*Aim of the task:*
Copy out the rows below, swapping each "drop a dot" for "place a point" and leaving everything else unchanged.

*Task inputs:*
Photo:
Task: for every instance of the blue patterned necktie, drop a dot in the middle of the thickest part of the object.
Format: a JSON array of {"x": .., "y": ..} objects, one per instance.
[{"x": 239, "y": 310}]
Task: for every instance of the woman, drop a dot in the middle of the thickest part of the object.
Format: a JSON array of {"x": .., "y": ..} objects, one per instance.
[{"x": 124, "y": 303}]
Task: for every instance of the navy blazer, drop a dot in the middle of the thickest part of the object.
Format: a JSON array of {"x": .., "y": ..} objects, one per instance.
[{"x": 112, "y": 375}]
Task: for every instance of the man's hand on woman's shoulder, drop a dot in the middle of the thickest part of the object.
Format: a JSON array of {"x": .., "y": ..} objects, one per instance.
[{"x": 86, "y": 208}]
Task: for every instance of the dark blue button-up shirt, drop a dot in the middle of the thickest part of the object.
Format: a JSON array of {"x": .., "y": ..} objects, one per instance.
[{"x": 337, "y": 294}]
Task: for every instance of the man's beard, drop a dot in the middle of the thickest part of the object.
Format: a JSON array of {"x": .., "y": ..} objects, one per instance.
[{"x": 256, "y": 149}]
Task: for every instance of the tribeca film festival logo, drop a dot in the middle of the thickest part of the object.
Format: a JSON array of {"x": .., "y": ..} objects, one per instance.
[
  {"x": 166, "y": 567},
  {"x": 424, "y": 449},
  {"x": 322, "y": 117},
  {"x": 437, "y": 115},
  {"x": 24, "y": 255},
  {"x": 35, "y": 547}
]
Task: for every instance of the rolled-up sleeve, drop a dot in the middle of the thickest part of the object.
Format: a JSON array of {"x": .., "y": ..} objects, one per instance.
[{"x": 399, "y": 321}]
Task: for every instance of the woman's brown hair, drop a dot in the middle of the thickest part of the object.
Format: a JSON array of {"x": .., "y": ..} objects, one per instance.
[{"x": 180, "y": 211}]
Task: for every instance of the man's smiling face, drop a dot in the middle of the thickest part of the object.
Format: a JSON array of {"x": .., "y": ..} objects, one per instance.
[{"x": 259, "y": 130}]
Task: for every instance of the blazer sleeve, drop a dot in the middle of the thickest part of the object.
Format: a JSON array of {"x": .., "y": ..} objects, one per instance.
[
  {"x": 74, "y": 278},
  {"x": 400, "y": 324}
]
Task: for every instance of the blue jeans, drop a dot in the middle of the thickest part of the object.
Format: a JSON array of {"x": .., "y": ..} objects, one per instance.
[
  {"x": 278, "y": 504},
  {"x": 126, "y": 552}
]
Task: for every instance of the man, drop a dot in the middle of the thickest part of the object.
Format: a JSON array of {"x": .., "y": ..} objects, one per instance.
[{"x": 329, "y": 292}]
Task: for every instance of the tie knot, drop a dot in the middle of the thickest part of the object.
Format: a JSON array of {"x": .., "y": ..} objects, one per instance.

*Result of this task:*
Photo:
Task: for every instance of the blue patterned necktie, place a point in the middle of the thickest part of the object.
Format: a JSON array of {"x": .., "y": ..} objects, one per instance.
[{"x": 239, "y": 310}]
Task: for every instance of the woman, place a point in the middle of the thickest part of the object.
Format: a JSON array of {"x": .., "y": ..} objects, one per instance.
[{"x": 124, "y": 303}]
Task: for every instance of the navy blazer, place a point in the middle of the thickest part of the object.
Format: a JSON array of {"x": .., "y": ..} objects, one per instance.
[{"x": 112, "y": 375}]
Task: for every instance of the man's hand on woman's shoulder, place a point in the middle of the thickest part of the object.
Format: a JSON array of {"x": .., "y": ..} objects, one per instance.
[{"x": 86, "y": 208}]
Task: for every instance of the dark blue button-up shirt, place a point in the middle of the thickest part of the object.
Format: a JSON array of {"x": .., "y": ..} objects, one per instance.
[{"x": 337, "y": 294}]
Task: for every instance of the man's beard, place a point in the middle of the thickest part of the object.
Format: a JSON array of {"x": .., "y": ..} objects, one per instance.
[{"x": 256, "y": 149}]
Task: for every instance of the tribeca film festival logo, place a point in the middle of the thickest part of the object.
Format: a JSON array of {"x": .., "y": ..} objects, one per instance.
[
  {"x": 166, "y": 567},
  {"x": 424, "y": 449},
  {"x": 322, "y": 117},
  {"x": 437, "y": 115},
  {"x": 24, "y": 255},
  {"x": 35, "y": 547}
]
Task: for every instance of the rolled-up sleeve, place a point in the middle of the thickest part of the object.
Format: a JSON array of {"x": .., "y": ..} objects, one per instance.
[{"x": 399, "y": 321}]
Task: for every instance of the woman's brown hair, place a point in the middle of the thickest part of the object.
Format: a JSON array of {"x": .., "y": ..} objects, one per instance.
[{"x": 180, "y": 211}]
Task: for every instance of the man's smiling face, place a point in the middle of the thickest part of the object.
Format: a JSON array of {"x": .., "y": ..} objects, one per instance.
[{"x": 259, "y": 130}]
Task: for every instance of the blazer sleeve, place a point in the middle of the thickest part of the object.
Format: a JSON array of {"x": .., "y": ..} objects, one per instance.
[
  {"x": 74, "y": 278},
  {"x": 400, "y": 324}
]
Task: for every instance of the blue jeans, place a point in the middle of the thickest part of the object.
Format: a JSON array of {"x": .., "y": ..} objects, one per instance.
[
  {"x": 278, "y": 504},
  {"x": 126, "y": 552}
]
Task: for every instance of the man, place a point in the middle of the thickest part of the object.
Format: a JSON array of {"x": .., "y": ..} objects, one per instance.
[{"x": 329, "y": 292}]
Task: for every instance of the tie knot, place a point in the middle of the thickest part of the object.
Format: a JSON array of {"x": .., "y": ..} objects, one per instance.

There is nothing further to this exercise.